— START OF Records supplied —

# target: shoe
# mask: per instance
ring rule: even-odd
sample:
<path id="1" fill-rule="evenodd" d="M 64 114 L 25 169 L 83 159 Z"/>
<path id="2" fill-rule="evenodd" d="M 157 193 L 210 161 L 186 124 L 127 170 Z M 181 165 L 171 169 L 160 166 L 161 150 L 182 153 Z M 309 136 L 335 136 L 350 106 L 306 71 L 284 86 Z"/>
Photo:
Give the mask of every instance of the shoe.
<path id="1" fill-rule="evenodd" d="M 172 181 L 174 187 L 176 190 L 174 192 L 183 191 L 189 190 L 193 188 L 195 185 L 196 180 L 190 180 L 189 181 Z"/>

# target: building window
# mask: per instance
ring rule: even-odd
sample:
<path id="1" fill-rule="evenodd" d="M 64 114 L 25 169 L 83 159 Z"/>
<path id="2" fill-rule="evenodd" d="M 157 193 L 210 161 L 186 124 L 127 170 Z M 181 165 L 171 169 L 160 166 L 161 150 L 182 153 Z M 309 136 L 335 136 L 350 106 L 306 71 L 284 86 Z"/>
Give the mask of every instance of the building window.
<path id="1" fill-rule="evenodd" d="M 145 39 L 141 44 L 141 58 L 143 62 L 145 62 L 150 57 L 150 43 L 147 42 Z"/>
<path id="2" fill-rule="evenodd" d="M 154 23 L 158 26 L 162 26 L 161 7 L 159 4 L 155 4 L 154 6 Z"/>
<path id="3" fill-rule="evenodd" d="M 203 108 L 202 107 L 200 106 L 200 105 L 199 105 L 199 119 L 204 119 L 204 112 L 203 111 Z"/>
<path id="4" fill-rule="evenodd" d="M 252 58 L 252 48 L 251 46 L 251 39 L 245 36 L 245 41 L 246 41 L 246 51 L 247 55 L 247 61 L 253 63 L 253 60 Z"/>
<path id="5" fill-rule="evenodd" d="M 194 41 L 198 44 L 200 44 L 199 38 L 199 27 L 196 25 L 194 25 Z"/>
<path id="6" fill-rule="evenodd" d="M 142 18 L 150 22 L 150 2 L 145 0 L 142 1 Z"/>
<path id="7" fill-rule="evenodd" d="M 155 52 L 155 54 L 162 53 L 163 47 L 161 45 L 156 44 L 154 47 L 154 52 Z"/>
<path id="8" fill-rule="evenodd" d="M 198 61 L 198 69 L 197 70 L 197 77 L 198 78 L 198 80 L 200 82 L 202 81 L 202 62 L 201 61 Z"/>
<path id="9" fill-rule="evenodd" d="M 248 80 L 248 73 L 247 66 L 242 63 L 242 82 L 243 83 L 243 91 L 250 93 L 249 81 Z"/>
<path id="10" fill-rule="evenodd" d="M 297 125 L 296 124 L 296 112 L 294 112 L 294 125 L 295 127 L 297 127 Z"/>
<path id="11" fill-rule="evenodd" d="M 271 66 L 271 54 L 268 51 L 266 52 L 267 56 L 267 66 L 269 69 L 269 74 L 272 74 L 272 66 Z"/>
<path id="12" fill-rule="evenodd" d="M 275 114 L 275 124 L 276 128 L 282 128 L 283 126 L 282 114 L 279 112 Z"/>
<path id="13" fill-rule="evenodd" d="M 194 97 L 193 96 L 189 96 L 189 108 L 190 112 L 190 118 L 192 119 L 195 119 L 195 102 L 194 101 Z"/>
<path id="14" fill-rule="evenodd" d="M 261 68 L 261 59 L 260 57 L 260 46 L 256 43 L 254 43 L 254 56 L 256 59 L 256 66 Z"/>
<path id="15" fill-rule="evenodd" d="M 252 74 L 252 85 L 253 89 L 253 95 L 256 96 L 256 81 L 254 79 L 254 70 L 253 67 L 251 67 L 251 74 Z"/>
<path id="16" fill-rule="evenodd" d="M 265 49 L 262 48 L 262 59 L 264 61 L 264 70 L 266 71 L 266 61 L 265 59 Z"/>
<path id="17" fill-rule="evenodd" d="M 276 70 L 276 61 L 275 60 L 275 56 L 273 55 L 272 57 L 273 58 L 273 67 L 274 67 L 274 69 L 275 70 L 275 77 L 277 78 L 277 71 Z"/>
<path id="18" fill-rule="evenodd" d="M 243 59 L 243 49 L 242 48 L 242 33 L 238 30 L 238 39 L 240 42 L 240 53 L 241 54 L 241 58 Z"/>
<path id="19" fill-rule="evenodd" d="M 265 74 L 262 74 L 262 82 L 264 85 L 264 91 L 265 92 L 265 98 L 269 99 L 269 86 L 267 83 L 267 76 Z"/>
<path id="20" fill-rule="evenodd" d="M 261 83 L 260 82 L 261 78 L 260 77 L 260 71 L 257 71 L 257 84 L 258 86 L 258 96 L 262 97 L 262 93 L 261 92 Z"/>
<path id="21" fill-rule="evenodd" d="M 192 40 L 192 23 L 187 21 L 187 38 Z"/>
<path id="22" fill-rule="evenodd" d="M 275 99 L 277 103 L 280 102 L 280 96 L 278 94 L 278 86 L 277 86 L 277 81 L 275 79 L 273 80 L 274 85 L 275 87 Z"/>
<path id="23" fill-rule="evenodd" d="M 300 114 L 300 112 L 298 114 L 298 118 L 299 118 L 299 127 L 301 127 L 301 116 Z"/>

— END OF Records supplied —

Rewrite everything from the start of the entries down through the line with "Give the mask of every instance of the shoe." as a numbered list, skipping any blank lines.

**Exercise result**
1. # target: shoe
2. # mask: per instance
3. ring rule: even-odd
4. sample:
5. <path id="1" fill-rule="evenodd" d="M 64 114 L 25 169 L 83 159 Z"/>
6. <path id="2" fill-rule="evenodd" d="M 157 193 L 210 161 L 186 124 L 127 170 Z M 181 165 L 171 169 L 160 166 L 161 150 L 182 153 Z M 309 136 L 335 136 L 350 106 L 306 71 L 284 86 Z"/>
7. Photo:
8. Give the mask of every instance of the shoe.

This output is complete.